- TEXT
= = = = = = =

Between July 26th 2019 and Feb 5 2020, one can find as many as 17 RBI press releases related to “Directions under Section 35 A of the Banking Regulation Act”. That is a restriction and/or ceiling on withdrawal/acceptance of deposits.
This means the bank is trouble (typically due to a scam or fraud) but has technically not yet failed! This means the deposit insurance does not come into play as yet! Even if the bank does actually fail, it would be foolish to expect or assume that the Rs. 5 lakh would be paid out immediately.
You can check the DICGC Claim Submission Pending page to understand different circumstances under which payment could be delayed. A simple appeal by the bank can drag on for months to years.
As it turns out, investors are too easy to please. They do not care if their EPF interest is delayed (and therefore returns lowered). “As long as it comes, I am okay” is the popular attitude. When a debt fund portfolio gets segregated, they tell themselves, “this means if the money is paid, I will get it back”. And in the case of deposits, many assume, “I will at least get back Rs. five lakh at some point”.
Deposit insurance is only symptomatic treatment. It does not address the cause. It is not a cure. The union cabinet has yesterday increased RBI’s role in the administration of cooperative banks. The Banking Regulation Act has been amended to allow audits as per RBI guidelines while Registrar of Cooperative Societies will still handle day-to-day administration.
While this is no doubt another step in the right direction, it should be kept in mind RBI inspection reports on even state-owned Indian Bank and SBI showed a disparity in reporting bad loans (aka “divergence”).
Thus allowing RBI to audit cooperative banks may not immediately avert a crisis such as this: PMC Bank Fraud: Lessons from Sanjay Gulati’s story. While lending is the lynchpin of the economy, can it ever be done responsibly with shareholders breathing down the necks of the bank management and while it remains so easy to cook the books, misrepresent financial health or even commit fraud? Mis-selling by a relationship manager pales in comparison: How & why bank relationship managers destroy your wealth by mis-selling! Stay away from them!
Investors would do well not to consider bank deposits as “safe” and diversify risks. Even if it is hard to transact with a post office, it is good to remind ourselves from time to time that they come with a 100% sovereign guarantee.

= = = = = = =

- DATA SUPPLIED
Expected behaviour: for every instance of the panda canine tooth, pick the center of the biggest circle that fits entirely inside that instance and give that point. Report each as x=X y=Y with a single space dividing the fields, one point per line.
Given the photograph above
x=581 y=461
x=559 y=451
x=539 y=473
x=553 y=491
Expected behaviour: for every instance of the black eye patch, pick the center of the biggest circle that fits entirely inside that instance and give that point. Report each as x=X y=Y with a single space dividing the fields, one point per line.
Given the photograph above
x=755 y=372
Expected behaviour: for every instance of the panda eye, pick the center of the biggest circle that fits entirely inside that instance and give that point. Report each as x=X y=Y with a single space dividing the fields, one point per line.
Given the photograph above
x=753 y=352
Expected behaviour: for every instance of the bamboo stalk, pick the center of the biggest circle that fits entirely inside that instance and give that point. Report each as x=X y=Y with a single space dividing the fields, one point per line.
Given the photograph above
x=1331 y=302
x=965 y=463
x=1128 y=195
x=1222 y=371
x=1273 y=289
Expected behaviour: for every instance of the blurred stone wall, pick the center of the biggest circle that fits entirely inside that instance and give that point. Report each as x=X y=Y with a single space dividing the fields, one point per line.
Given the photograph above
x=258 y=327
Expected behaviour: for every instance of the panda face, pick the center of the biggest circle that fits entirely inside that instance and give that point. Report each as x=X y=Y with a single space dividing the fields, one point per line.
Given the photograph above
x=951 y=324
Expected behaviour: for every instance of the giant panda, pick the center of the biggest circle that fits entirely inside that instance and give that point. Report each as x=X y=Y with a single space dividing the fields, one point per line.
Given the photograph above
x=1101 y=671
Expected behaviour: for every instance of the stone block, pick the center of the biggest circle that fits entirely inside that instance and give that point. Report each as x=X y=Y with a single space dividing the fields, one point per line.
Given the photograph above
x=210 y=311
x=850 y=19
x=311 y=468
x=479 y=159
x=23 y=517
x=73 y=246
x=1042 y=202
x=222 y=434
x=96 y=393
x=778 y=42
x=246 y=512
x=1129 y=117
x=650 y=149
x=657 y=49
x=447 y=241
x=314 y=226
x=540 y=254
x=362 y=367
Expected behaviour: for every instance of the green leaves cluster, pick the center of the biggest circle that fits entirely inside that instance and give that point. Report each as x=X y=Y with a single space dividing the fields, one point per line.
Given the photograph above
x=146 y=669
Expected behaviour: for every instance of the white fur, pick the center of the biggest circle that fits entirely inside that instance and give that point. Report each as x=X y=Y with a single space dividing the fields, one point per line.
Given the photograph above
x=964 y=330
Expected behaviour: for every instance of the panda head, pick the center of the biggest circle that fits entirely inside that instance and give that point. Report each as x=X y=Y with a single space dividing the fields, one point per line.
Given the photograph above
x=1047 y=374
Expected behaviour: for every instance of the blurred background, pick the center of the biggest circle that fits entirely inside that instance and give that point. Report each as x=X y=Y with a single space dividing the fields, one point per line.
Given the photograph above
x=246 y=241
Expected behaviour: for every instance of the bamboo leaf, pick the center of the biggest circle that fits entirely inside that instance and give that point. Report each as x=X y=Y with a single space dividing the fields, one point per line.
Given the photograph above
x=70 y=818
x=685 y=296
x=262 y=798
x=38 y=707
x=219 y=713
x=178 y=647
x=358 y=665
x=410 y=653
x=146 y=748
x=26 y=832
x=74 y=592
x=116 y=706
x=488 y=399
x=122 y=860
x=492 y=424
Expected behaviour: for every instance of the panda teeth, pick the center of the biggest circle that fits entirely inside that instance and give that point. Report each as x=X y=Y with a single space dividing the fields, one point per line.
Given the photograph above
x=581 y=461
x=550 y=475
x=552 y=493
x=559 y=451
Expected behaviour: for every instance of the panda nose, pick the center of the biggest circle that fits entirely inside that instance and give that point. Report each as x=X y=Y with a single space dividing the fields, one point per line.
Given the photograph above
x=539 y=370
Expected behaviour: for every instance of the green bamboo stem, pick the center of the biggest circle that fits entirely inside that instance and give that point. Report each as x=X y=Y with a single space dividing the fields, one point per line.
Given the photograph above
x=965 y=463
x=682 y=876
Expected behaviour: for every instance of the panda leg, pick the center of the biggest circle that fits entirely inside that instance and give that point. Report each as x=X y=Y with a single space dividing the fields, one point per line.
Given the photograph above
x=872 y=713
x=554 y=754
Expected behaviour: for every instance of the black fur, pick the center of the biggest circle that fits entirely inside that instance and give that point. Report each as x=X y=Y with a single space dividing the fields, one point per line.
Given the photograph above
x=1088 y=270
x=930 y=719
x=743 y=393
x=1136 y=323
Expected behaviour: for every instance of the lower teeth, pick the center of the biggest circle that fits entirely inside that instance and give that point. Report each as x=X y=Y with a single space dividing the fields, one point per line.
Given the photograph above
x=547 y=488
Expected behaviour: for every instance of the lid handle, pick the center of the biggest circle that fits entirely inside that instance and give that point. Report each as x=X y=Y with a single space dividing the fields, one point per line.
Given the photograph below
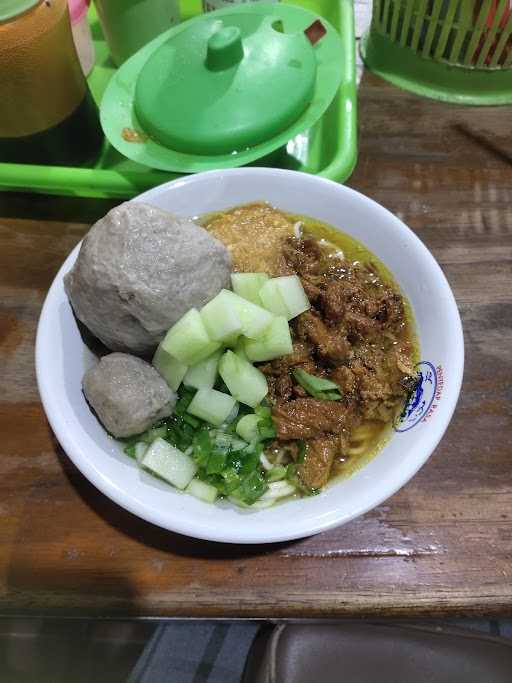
x=225 y=49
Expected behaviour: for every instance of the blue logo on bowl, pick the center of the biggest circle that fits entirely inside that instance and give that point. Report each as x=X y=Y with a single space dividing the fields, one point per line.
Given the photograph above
x=419 y=404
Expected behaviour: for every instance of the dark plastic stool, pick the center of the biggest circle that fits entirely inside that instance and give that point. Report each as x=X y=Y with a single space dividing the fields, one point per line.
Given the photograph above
x=355 y=652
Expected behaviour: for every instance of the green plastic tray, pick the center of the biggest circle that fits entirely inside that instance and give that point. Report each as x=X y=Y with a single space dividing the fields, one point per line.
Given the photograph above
x=329 y=149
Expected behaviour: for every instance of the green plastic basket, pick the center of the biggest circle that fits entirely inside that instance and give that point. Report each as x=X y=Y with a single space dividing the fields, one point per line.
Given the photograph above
x=328 y=149
x=451 y=50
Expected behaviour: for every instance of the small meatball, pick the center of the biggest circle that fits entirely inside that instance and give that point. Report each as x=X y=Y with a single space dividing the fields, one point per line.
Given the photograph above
x=139 y=270
x=127 y=394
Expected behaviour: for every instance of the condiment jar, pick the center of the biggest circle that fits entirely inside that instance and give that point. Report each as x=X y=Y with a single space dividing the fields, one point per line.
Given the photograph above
x=47 y=114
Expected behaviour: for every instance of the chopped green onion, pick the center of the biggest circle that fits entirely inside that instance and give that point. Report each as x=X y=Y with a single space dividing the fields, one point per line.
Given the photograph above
x=277 y=473
x=318 y=386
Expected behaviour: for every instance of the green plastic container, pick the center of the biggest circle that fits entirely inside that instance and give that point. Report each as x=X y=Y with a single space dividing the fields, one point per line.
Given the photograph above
x=452 y=50
x=328 y=149
x=224 y=89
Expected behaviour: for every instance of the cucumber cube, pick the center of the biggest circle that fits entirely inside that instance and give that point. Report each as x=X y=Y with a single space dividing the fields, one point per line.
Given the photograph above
x=169 y=463
x=171 y=369
x=140 y=450
x=247 y=427
x=201 y=490
x=204 y=374
x=239 y=348
x=188 y=341
x=248 y=285
x=276 y=342
x=212 y=406
x=255 y=319
x=245 y=382
x=221 y=318
x=285 y=296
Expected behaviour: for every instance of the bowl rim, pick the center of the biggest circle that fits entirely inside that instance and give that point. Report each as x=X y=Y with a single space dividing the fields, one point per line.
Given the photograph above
x=184 y=524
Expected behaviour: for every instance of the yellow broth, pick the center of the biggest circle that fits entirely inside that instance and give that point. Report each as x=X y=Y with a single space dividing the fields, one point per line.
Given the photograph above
x=233 y=227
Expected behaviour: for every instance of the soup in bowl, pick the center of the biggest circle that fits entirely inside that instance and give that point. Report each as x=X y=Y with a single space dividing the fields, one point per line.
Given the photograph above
x=356 y=406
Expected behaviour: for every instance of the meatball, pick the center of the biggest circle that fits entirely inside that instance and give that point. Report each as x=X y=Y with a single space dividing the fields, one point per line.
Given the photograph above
x=127 y=394
x=138 y=271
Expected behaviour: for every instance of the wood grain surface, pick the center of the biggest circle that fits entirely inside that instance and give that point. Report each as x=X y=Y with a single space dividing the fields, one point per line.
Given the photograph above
x=442 y=545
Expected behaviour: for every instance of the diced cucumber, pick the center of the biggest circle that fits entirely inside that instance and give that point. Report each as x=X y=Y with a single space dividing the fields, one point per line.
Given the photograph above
x=221 y=318
x=245 y=382
x=248 y=285
x=212 y=406
x=204 y=374
x=140 y=450
x=285 y=296
x=239 y=348
x=171 y=369
x=255 y=319
x=188 y=340
x=247 y=427
x=275 y=342
x=201 y=490
x=272 y=299
x=155 y=433
x=169 y=463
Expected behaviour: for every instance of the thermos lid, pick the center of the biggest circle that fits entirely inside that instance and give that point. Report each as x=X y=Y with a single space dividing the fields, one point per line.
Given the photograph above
x=223 y=86
x=223 y=89
x=12 y=8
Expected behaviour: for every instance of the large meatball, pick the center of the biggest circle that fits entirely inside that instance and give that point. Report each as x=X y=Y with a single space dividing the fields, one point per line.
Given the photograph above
x=138 y=271
x=127 y=394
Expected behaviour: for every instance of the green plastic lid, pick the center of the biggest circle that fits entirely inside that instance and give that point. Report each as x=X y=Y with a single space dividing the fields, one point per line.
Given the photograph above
x=12 y=8
x=225 y=85
x=223 y=89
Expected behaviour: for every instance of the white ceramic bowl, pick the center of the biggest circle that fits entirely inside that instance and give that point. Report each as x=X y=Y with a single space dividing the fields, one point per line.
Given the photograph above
x=61 y=359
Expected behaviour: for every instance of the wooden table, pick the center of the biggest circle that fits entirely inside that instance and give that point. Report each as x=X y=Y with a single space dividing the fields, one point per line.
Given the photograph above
x=442 y=545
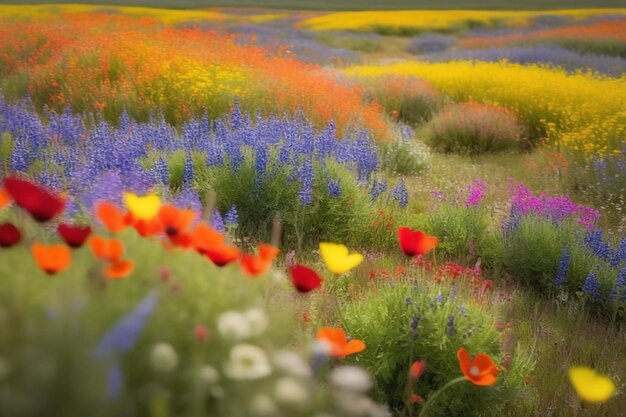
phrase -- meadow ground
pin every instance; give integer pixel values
(177, 187)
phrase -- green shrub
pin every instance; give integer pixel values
(474, 128)
(259, 202)
(404, 156)
(385, 319)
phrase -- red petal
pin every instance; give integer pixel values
(41, 204)
(304, 279)
(9, 235)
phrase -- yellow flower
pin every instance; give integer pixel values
(337, 258)
(590, 385)
(142, 208)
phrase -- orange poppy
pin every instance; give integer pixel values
(205, 238)
(223, 255)
(338, 342)
(112, 217)
(175, 220)
(5, 198)
(53, 258)
(479, 371)
(110, 250)
(119, 269)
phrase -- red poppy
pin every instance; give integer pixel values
(338, 342)
(205, 238)
(52, 259)
(74, 236)
(479, 371)
(41, 204)
(223, 255)
(9, 235)
(304, 279)
(112, 217)
(5, 198)
(145, 228)
(110, 250)
(119, 269)
(415, 242)
(175, 220)
(417, 369)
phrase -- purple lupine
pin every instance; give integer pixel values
(305, 195)
(592, 286)
(232, 217)
(188, 170)
(400, 194)
(475, 193)
(618, 293)
(378, 187)
(334, 189)
(217, 222)
(162, 171)
(595, 242)
(122, 337)
(563, 268)
(450, 326)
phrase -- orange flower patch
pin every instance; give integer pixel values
(338, 342)
(52, 259)
(479, 371)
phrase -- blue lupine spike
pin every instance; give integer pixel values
(562, 271)
(123, 336)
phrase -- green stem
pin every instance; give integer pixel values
(432, 398)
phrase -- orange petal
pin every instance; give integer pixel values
(113, 218)
(119, 269)
(52, 259)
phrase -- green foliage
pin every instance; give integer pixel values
(384, 317)
(532, 251)
(410, 99)
(474, 129)
(404, 157)
(260, 200)
(461, 230)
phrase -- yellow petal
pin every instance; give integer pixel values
(337, 258)
(142, 208)
(590, 385)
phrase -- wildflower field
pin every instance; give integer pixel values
(273, 213)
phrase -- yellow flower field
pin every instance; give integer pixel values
(580, 112)
(422, 20)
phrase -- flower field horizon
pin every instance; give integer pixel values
(277, 213)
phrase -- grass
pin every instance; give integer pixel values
(354, 4)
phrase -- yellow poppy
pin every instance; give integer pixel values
(337, 258)
(590, 385)
(142, 208)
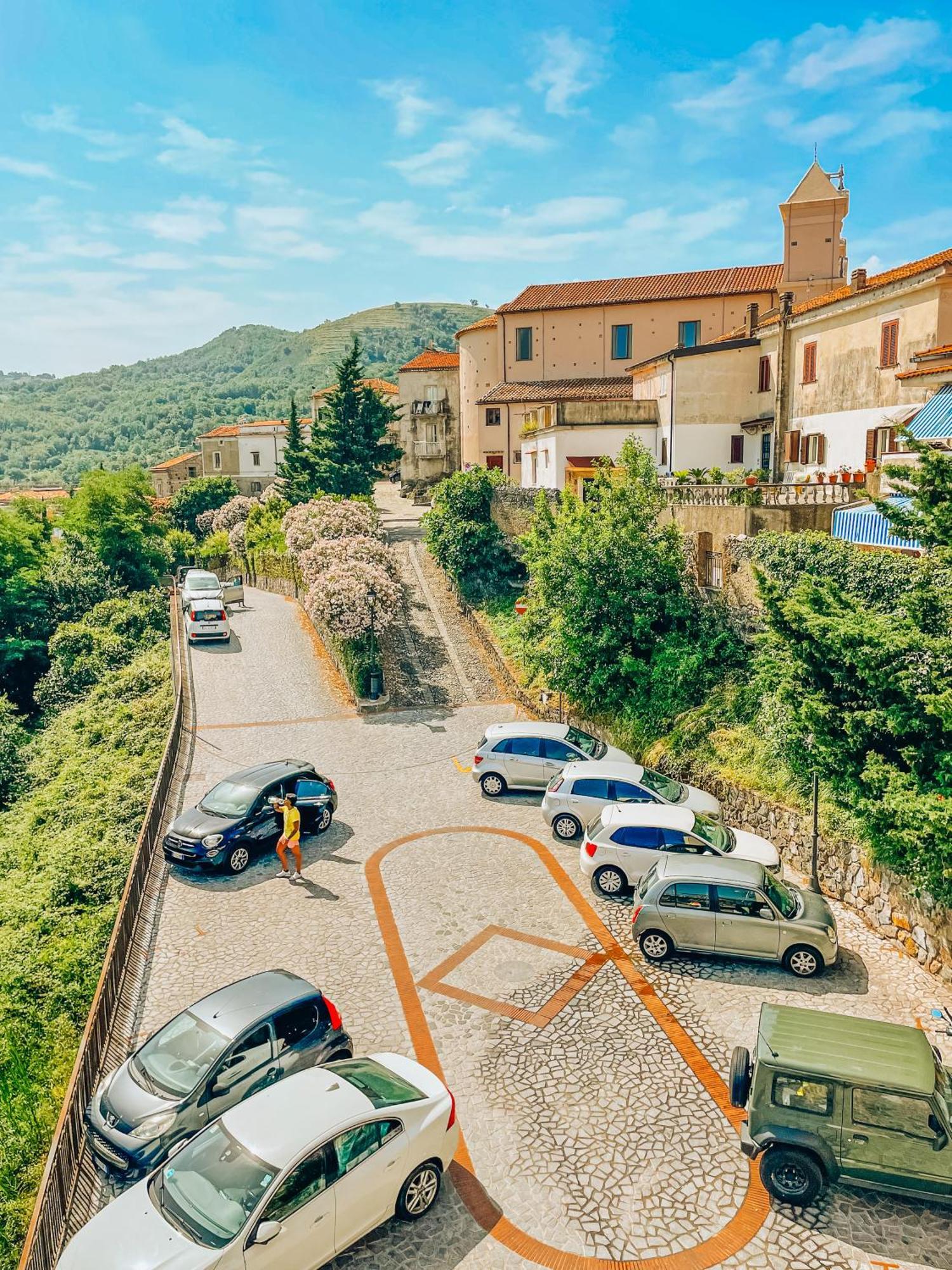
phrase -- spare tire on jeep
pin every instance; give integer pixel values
(739, 1079)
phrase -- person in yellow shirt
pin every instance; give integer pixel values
(291, 838)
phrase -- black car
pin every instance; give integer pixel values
(235, 821)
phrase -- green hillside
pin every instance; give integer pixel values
(53, 430)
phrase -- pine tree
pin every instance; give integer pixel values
(296, 471)
(348, 451)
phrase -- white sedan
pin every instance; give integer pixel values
(288, 1179)
(625, 840)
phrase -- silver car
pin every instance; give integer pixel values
(526, 756)
(733, 909)
(579, 793)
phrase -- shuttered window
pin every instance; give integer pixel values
(889, 344)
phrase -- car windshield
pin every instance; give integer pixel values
(229, 799)
(211, 1188)
(590, 745)
(180, 1056)
(668, 789)
(783, 899)
(385, 1089)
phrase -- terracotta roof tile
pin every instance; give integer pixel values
(178, 459)
(483, 324)
(875, 280)
(944, 369)
(432, 360)
(746, 280)
(616, 389)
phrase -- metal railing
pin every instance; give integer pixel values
(69, 1189)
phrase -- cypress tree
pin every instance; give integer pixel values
(348, 451)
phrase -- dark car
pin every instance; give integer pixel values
(235, 821)
(206, 1060)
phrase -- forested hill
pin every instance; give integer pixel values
(53, 430)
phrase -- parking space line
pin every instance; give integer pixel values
(755, 1208)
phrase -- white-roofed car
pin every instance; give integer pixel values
(288, 1179)
(624, 841)
(579, 793)
(526, 756)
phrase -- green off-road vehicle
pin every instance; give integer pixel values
(833, 1099)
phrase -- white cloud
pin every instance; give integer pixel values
(107, 147)
(26, 168)
(823, 57)
(186, 220)
(571, 68)
(411, 107)
(158, 261)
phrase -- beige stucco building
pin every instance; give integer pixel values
(430, 416)
(172, 476)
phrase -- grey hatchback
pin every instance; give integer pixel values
(733, 909)
(206, 1060)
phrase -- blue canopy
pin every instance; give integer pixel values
(935, 421)
(865, 526)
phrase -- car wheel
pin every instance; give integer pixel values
(420, 1193)
(238, 859)
(493, 785)
(793, 1177)
(739, 1079)
(804, 962)
(656, 947)
(567, 827)
(610, 881)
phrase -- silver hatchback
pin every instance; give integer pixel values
(733, 909)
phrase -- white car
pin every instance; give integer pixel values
(288, 1179)
(208, 619)
(204, 585)
(625, 840)
(526, 756)
(581, 792)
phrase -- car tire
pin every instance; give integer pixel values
(656, 947)
(793, 1177)
(739, 1079)
(803, 962)
(420, 1192)
(238, 859)
(565, 827)
(493, 785)
(610, 882)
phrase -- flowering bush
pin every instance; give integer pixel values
(232, 514)
(331, 552)
(341, 599)
(328, 519)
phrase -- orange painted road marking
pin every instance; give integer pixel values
(734, 1236)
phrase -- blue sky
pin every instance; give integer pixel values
(171, 170)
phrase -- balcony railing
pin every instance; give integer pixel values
(764, 495)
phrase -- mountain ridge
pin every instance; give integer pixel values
(51, 430)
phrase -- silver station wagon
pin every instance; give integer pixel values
(733, 909)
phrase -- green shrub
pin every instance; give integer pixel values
(65, 848)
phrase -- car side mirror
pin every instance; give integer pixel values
(267, 1231)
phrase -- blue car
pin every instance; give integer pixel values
(235, 821)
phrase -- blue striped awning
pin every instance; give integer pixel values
(868, 528)
(935, 421)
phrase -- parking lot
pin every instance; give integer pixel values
(591, 1085)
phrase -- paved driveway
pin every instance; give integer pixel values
(591, 1086)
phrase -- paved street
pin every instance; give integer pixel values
(591, 1086)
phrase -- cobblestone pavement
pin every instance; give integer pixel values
(595, 1123)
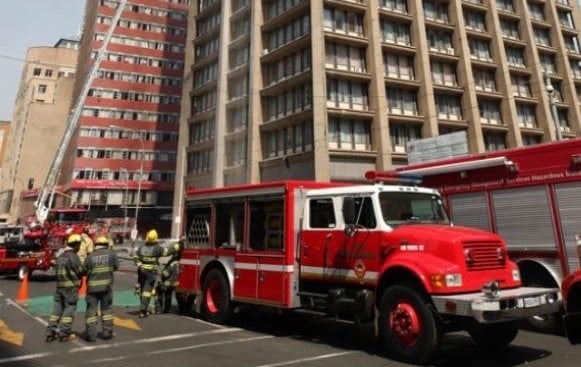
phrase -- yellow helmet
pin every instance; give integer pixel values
(102, 241)
(74, 239)
(151, 236)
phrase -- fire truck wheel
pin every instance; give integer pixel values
(22, 272)
(216, 302)
(493, 336)
(407, 326)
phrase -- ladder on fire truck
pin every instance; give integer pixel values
(46, 195)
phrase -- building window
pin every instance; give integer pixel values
(293, 139)
(436, 11)
(515, 56)
(526, 117)
(521, 86)
(494, 141)
(449, 107)
(401, 134)
(396, 32)
(346, 94)
(475, 20)
(399, 66)
(489, 112)
(345, 57)
(402, 102)
(510, 28)
(479, 49)
(349, 134)
(443, 73)
(484, 79)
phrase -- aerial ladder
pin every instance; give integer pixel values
(46, 195)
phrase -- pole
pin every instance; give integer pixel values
(140, 179)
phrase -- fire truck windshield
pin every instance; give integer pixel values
(406, 207)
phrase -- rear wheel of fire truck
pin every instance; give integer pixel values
(22, 272)
(407, 326)
(216, 305)
(494, 336)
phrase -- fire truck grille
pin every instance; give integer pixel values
(484, 256)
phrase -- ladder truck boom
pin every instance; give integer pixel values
(46, 194)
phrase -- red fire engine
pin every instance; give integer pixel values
(572, 301)
(531, 196)
(384, 252)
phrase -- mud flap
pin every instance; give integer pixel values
(573, 327)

= = = = = = =

In the text on bank deposit safety, what guarantee do post office deposits come with?

A 100% sovereign guarantee.